New law could close some abortion clinics in Louisiana

New law in Louisiana could cause closure of few remaining abortion clinics

BATON ROUGE, LA (WAFB) - A 2014 law requiring doctors who perform abortions to have admitting privileges at local hospitals is set to take effect Jan. 28 after years of legal hangups.

The law, authored by Rep. Katrina Jackson, D-Monroe, essentially requires doctors to request permission from hospitals within 30 miles of their clinics to admit their patients in the event of a complication. It effectively requires that doctor to be an honorary member of the hospital’s staff.

“This law will make it so the same doctor that is performing the abortion will continue caring for their patient in the hospital, improving the continuity of care,” said Baton Rouge Right to Life Capital Outreach Director Mia Bordlee. “Any way we can protect these women and protect their children, we’re going to take those steps because we need a higher bar for the standard of care in Louisiana.”

Opponents of the bill say hospitals rarely offer admitting privileges to doctors who perform abortions because complications with legal procedures are not common.

“This is the beginning of the end,” said National Organization for Women Legislative Director Angela Adkins. “We’re down to three clinics in Louisiana and could possibly have less than that in a week.”

Louisiana’s abortion clinics are located in Shreveport, Baton Rouge, and New Orleans. Adkins warns that further restrictions on doctors could make it nearly impossible to keep abortion clinics open.

“We are repeating history that does not need to be repeated,” Adkins said, adding that limiting legal abortions can lead to more illegal and unsafe abortions.

Adkins says Louisiana is on the verge of eliminating abortions entirely, barring an appeal to the United States Supreme Court before Monday.

“Don’t think this is the end because it is not the end,” she said. “We are not done fighting and we will fight this tooth and nail, all the way to the end, all the way to the Supreme Court if necessary.”

> [DATASET CONTENT]
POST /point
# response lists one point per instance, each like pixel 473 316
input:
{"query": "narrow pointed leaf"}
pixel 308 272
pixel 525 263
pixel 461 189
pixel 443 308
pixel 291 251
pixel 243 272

> [TASK SET]
[1] From the article on the Louisiana abortion law, repeat the passage word for word, beginning at the words "Opponents of the" and stopping after "and unsafe abortions.".
[2] According to the article on the Louisiana abortion law, in which cities are the state's abortion clinics located?
The lines have nothing to do with the article on Louisiana's abortion clinic law.

> [TASK ANSWERS]
[1]
Opponents of the bill say hospitals rarely offer admitting privileges to doctors who perform abortions because complications with legal procedures are not common.

“This is the beginning of the end,” said National Organization for Women Legislative Director Angela Adkins. “We’re down to three clinics in Louisiana and could possibly have less than that in a week.”

Louisiana’s abortion clinics are located in Shreveport, Baton Rouge, and New Orleans. Adkins warns that further restrictions on doctors could make it nearly impossible to keep abortion clinics open.

“We are repeating history that does not need to be repeated,” Adkins said, adding that limiting legal abortions can lead to more illegal and unsafe abortions.

[2] Shreveport, Baton Rouge, and New Orleans.